SOURCE TEXT:
────────

[MENTION=5388]CrystalViolet[/MENTION], [MENTION=360]prplchknz[/MENTION] -
i was also in speech therapy for a month or two, but i was somewhere between five and seven. i didn't learn to talk until i was 3.5, almost four, because of a neurological disorder that was eventually diagnosed as cerebral palsy (it was not 100 percent certain and i made a complete recovery, owing to the efforts of my maternal grandfather and paternal grandmother). when i did, i started to use full sentences almost at once and, as my mom put it, "erupted". she used to call me chatterbox or motormouth - i am told i could talk loudly and excitedly for hours, and i guess it must have been incredibly hard to shut me up.
but i still pronounced the "l" sound after broad/hard vowels as identical to the "y" in "young" and couldn't manage the rolling "r". it became guttural, more similar to the rhotic sound in german or yiddish.
my parents took me to a speech therapist, who made me lie on a couch and inserted a strange tool underneath my tongue - it looked like a long spoon with a wooden ball attached to the end. i was told to expel my breath in a specific way to make it vibrate against the lower side of my tongue. i didn't like this because i would get dizzy with hyperventilation and the sessions could last an hour or two each, so it was difficult to stand up afterward. but once the sessions were over, the speech defect was gone.
Telling me the trash is overflowing is not the same as telling me to take out the trash, it's only a hint at such so don't act like it was something I was actually told
this is the exact thing i can have trouble with. if someone says, "it is cold in here" - or, as in your example, "the trash is overflowing" - my first instinctive impulse is to understand it as a statement of fact. now, with more social experience and several comprehensive courses in pragmatics, i am aware that people may not say what they mean in situations like those, so i can arrive at the additional meaning rationally. "one usually wouldn't state the obvious without a reason. it's colder than usual in this room because the window is open. this should be connected to the window, then. does this person want me to close it?" but it's not natural for me, and feels forced.
during one of our pragmatics classes, the tutor illustrated this with the following example. she said: imagine a situation where you are sitting on a bench and eating a cucumber. someone sits down next to you and asks, it is not a chocolate egg that you are eating, is it? how would you interpret it?

────────

GIVEN INFORMATION:
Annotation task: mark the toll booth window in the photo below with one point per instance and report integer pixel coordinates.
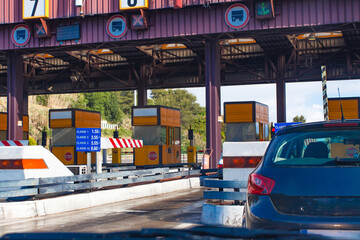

────────

PROMPT: Copy the stretch of the speech therapy post above from "during one of" through "you interpret it?".

EXERCISE RESPONSE:
during one of our pragmatics classes, the tutor illustrated this with the following example. she said: imagine a situation where you are sitting on a bench and eating a cucumber. someone sits down next to you and asks, it is not a chocolate egg that you are eating, is it? how would you interpret it?